Can you give the lines below as a JSON list of strings, one string per line and no entries for blank lines?

· · · · · · ·

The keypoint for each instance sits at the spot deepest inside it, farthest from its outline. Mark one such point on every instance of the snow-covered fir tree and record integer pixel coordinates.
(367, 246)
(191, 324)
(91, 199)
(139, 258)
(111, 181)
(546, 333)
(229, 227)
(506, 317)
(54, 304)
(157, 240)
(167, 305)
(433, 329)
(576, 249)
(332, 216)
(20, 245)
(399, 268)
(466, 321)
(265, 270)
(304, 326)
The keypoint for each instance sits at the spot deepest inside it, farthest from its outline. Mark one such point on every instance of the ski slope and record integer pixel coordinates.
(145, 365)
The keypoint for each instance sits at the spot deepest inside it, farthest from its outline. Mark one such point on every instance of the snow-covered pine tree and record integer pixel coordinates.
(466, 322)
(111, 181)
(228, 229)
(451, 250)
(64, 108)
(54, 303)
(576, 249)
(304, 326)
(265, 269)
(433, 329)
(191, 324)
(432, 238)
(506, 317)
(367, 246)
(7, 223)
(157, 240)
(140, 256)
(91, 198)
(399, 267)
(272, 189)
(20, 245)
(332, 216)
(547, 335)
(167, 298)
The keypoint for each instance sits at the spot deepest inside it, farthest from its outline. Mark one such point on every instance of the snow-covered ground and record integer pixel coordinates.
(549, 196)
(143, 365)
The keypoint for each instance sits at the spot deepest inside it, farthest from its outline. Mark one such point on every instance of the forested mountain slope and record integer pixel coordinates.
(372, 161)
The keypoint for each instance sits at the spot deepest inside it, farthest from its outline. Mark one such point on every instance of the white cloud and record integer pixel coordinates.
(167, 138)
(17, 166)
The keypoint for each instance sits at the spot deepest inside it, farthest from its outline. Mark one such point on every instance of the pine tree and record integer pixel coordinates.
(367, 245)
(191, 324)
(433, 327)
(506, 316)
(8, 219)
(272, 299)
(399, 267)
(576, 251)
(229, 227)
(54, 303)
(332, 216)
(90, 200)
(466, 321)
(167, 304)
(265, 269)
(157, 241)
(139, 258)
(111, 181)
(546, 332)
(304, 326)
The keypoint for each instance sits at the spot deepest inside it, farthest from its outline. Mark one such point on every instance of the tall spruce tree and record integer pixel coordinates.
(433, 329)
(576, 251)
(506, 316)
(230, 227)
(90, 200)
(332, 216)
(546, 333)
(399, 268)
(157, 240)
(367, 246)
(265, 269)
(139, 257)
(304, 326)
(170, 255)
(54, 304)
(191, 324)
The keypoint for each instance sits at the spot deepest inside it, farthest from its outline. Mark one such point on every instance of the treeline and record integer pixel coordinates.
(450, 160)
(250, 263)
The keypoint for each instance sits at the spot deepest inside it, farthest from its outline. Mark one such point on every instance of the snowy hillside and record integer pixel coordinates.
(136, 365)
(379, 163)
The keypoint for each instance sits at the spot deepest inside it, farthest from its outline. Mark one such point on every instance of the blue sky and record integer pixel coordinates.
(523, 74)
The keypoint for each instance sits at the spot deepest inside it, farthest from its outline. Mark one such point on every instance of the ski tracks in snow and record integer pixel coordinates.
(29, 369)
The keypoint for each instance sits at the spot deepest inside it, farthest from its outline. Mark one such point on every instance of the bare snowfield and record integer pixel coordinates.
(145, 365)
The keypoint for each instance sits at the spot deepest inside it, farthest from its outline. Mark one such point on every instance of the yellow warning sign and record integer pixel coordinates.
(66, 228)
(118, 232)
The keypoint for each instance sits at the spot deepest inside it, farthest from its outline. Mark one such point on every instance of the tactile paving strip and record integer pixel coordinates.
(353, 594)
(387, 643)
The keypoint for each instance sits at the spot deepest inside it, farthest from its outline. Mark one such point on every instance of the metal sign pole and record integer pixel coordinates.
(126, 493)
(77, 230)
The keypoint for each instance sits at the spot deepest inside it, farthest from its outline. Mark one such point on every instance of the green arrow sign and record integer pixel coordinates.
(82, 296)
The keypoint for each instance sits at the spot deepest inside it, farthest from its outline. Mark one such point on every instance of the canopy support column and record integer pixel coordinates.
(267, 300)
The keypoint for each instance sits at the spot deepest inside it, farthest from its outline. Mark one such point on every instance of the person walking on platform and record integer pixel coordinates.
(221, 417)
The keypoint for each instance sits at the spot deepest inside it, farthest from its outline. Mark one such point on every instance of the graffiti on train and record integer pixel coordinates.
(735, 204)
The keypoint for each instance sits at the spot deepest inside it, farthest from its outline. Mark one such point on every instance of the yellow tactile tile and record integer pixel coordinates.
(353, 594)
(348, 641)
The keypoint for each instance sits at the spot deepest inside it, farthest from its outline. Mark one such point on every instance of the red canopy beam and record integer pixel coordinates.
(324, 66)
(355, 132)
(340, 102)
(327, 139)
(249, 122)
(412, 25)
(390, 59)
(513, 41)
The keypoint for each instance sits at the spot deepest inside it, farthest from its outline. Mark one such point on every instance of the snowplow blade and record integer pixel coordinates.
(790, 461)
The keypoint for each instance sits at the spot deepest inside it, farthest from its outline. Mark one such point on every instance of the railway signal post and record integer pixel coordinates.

· · · · · · ·

Answer to the task
[
  "The keypoint for each instance sits at the spot deepest inside it, farthest from its outline. Mark one such point on every instance of the snow-covered fir tree and record integer pixel coordinates.",
  "(367, 246)",
  "(191, 324)",
  "(91, 199)",
  "(139, 258)",
  "(111, 181)",
  "(546, 333)",
  "(229, 227)",
  "(506, 317)",
  "(54, 304)",
  "(157, 240)",
  "(167, 305)",
  "(433, 329)",
  "(576, 249)",
  "(332, 216)",
  "(20, 245)",
  "(399, 268)",
  "(466, 321)",
  "(265, 270)",
  "(304, 326)",
  "The keypoint for each instance sits at the spot deepest inside it, farthest from its outline. Mark one such point on every instance of the ski slope and record integer pixel coordinates.",
  "(145, 365)",
  "The keypoint for each instance sits at the spot deepest inside it, farthest from its outline. Mark one such point on every instance of the snow-covered pine tree and record integer pixel coordinates.",
  "(466, 322)",
  "(111, 181)",
  "(228, 229)",
  "(451, 250)",
  "(64, 108)",
  "(54, 303)",
  "(576, 249)",
  "(304, 326)",
  "(265, 269)",
  "(433, 329)",
  "(191, 324)",
  "(432, 238)",
  "(506, 317)",
  "(367, 246)",
  "(7, 223)",
  "(157, 240)",
  "(140, 256)",
  "(91, 198)",
  "(399, 267)",
  "(272, 189)",
  "(20, 245)",
  "(332, 216)",
  "(547, 335)",
  "(167, 298)",
  "The keypoint for each instance sits at the spot deepest inside it, farthest from its outline. Mark one such point on every instance of the snow-covered ground and record integer pixel coordinates.",
  "(549, 196)",
  "(143, 365)",
  "The keypoint for each instance sits at the spot deepest inside it, farthest from its outline. Mark one such point on every instance of the forested mountain slope and record integer pixel coordinates.",
  "(372, 161)",
  "The keypoint for each instance sits at the spot deepest inside it, farthest from its outline. Mark one such point on every instance of the white cloud and record integer pixel coordinates.",
  "(167, 138)",
  "(17, 166)",
  "The keypoint for each instance sits at the spot deepest inside it, farthest from its outline. Mark one such point on every instance of the pine tree and record integer pixel coordinates.",
  "(367, 245)",
  "(191, 324)",
  "(433, 327)",
  "(506, 316)",
  "(8, 219)",
  "(272, 299)",
  "(399, 267)",
  "(576, 251)",
  "(229, 227)",
  "(54, 303)",
  "(332, 216)",
  "(90, 200)",
  "(466, 321)",
  "(167, 304)",
  "(265, 269)",
  "(157, 241)",
  "(139, 258)",
  "(111, 181)",
  "(546, 332)",
  "(304, 326)",
  "The keypoint for each instance sits at the spot deepest inside it, farthest from its outline. Mark one such point on every instance of the tall spruce tree and record integer pixel coordinates.",
  "(433, 329)",
  "(576, 251)",
  "(506, 316)",
  "(230, 227)",
  "(90, 200)",
  "(332, 216)",
  "(546, 333)",
  "(399, 268)",
  "(157, 240)",
  "(367, 246)",
  "(265, 269)",
  "(139, 257)",
  "(304, 326)",
  "(170, 255)",
  "(54, 304)",
  "(191, 324)",
  "The keypoint for each instance sits at the spot deepest inside it, farthest from its outline. Mark one such point on every instance of the treeline and record integer pixel coordinates.",
  "(450, 160)",
  "(250, 263)",
  "The keypoint for each instance sits at the spot deepest inside it, farthest from its outline. Mark one such point on every instance of the snowy hillside and record integer pixel coordinates.",
  "(136, 365)",
  "(379, 163)",
  "The keypoint for each instance sits at the spot deepest inside it, farthest from its outline. Mark one such point on every instance of the blue sky and record integer pixel coordinates.",
  "(523, 74)",
  "The keypoint for each instance sits at the spot deepest inside it, farthest from its outline. Mark one such point on every instance of the ski tracks in snow and record integer pixel coordinates.",
  "(29, 369)",
  "The keypoint for each instance sits at the spot deepest inside it, farthest from its outline. Mark one such point on every instance of the bare snowfield and record integer pixel coordinates.",
  "(145, 365)",
  "The keypoint for each instance sits at the spot deepest inside it, farthest from its outline. Mark one such point on every instance of the yellow warning sign and record integer pixel coordinates.",
  "(66, 228)",
  "(118, 232)",
  "The keypoint for each instance sits at the spot deepest inside it, farthest from its outline. Mark one such point on every instance of the tactile paving strip and record integer pixel coordinates.",
  "(353, 594)",
  "(387, 643)",
  "The keypoint for each instance sits at the spot deepest inside it, farthest from its outline. Mark one such point on every instance of the metal sign pole and record integer pixel coordinates.",
  "(126, 493)",
  "(77, 230)",
  "The keypoint for each instance sits at the spot deepest inside it, farthest from its outline. Mark one such point on every instance of the green arrow sign and record integer pixel coordinates.",
  "(82, 296)",
  "The keypoint for each instance sits at the spot deepest inside it, farthest from its outline. Mark one such point on every instance of the canopy support column and record integer pixel coordinates.",
  "(267, 300)",
  "The keypoint for each instance sits at the spot deepest inside it, farthest from its outline. Mark one such point on every instance of the person walking on platform and record integer pixel coordinates.",
  "(221, 417)",
  "The keypoint for each instance sits at the spot deepest inside it, farthest from its outline. Mark one such point on every instance of the graffiti on train and record integer pixel coordinates.",
  "(735, 204)",
  "The keypoint for each instance sits at the spot deepest inside it, farthest from its outline. Mark one such point on every instance of the yellow tactile tile and record integer pixel coordinates.",
  "(353, 594)",
  "(348, 641)",
  "The keypoint for each instance sits at the spot deepest inside it, farthest from its outline. Mark one such point on every instance of the red canopy beam and record integer pixel coordinates.",
  "(324, 66)",
  "(355, 132)",
  "(340, 102)",
  "(327, 139)",
  "(249, 122)",
  "(412, 25)",
  "(390, 59)",
  "(513, 41)",
  "The keypoint for each instance sits at the spot deepest inside it, farthest from its outline. Mark one such point on every instance of the snowplow blade and record integer pixel coordinates.",
  "(790, 461)",
  "The keypoint for each instance sits at the spot deepest inside it, farthest from its outline. Mark one such point on every instance of the railway signal post and record integer pixel coordinates."
]